Remember when President Trump said that 99% of the territory once claimed by ISIS had been recovered? Well, according to Reuters, US-backed forces are trying to take back that last 1% of lost ground before President Trump withdraws US troops in April.
Per Reuters, US-backed Syrian Democratic Forces have started their assault against the final ISIS enclave in eastern Syria on Saturday, a territory that includes two villages near the border with Iraq, as they struggle to wipe the last pockets of what was a nation-spanning caliphate off the map for good (though it's worth noting that ISIS still controls some territory in the part of the country that is mostly back under the control of Syrian government, which has received assistance from Russia and Iran in its struggle to hang on to power).
SDF official Mustafa Bali, speaking to Reuters, described the assault as "the last battle." He later wrote on Twitter that the attack had started and the enclave would "be cleared soon."
The SDF had handled the last 10 days “patiently” as more than 20,000 civilians were evacuated from the besieged IS enclave, Bali said.
Senior SDF official Redur Xelil told Reuters the force hoped to capture the area by the end of February, but cautioned that IS would continue to pose "great and serious" security threats even after that.
ISIS has been steadily losing ground since the US first joined the fight in 2014. The caliphate lost two of its biggest prizes - Mosul, in Iraq, and Raqqa, in Syria - back in 2017.
However, as DNI Dan Coats claimed during Senate Intelligence Committee testimony late last month, plenty of ISIS-aligned fighters and leaders remain active in Syria, and the US military-intelligence apparatus has spent the months since Trump initially announced his plans to remove the 2,000 US fighters still in Syria warning anybody who will listen about how ISIS will make a come back the second the last US soldier steps foot on to Iraqi soil.
On Tuesday, a top US general said ISIS poses an "enduring threat", a line frequently used by former Defense Secretary James Mattis, who famously quit over Trump's decision. Because, as the logic goes, a US military intervention cannot be considered "a success" until all possibility of a hostile force ever reemerging has been systematically stamped out.

DATA EXCERPT
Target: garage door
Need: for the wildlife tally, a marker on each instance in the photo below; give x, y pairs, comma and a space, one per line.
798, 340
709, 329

ABOUT THIS EXERCISE
Return the passage of the ISIS enclave article starting at "Per Reuters, US-backed" and ending at "enclave, Bali said.", copied word for word.

RESULT OF THIS EXERCISE
Per Reuters, US-backed Syrian Democratic Forces have started their assault against the final ISIS enclave in eastern Syria on Saturday, a territory that includes two villages near the border with Iraq, as they struggle to wipe the last pockets of what was a nation-spanning caliphate off the map for good (though it's worth noting that ISIS still controls some territory in the part of the country that is mostly back under the control of Syrian government, which has received assistance from Russia and Iran in its struggle to hang on to power).
SDF official Mustafa Bali, speaking to Reuters, described the assault as "the last battle." He later wrote on Twitter that the attack had started and the enclave would "be cleared soon."
The SDF had handled the last 10 days “patiently” as more than 20,000 civilians were evacuated from the besieged IS enclave, Bali said.